[start Dataset excerpts]

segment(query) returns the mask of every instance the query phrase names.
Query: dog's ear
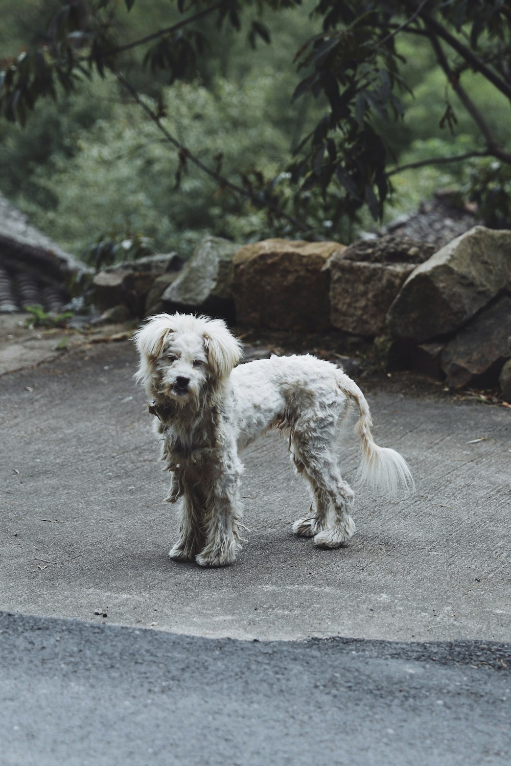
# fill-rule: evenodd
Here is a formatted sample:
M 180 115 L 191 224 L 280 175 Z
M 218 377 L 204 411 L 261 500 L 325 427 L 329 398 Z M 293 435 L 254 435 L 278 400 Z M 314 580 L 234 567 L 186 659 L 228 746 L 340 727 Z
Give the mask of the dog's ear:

[end Dataset excerpts]
[start Dataset excerpts]

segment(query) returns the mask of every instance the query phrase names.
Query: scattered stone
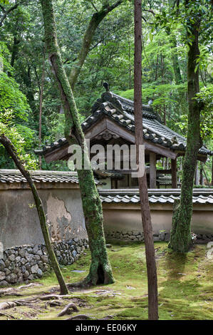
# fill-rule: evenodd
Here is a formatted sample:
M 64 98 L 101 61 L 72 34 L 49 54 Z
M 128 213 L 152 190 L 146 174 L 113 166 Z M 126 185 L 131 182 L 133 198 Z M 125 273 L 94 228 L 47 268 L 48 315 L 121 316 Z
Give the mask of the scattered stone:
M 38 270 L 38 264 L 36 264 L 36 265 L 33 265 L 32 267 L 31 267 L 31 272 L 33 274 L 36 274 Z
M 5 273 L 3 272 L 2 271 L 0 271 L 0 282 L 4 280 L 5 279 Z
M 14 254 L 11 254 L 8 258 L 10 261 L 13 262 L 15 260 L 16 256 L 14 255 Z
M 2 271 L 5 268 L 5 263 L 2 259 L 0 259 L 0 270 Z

[end Dataset excerpts]

- Exercise requirements: Count the lines in the material above that contain the string "scattered", and reply with the number alone.

- Solved problem: 2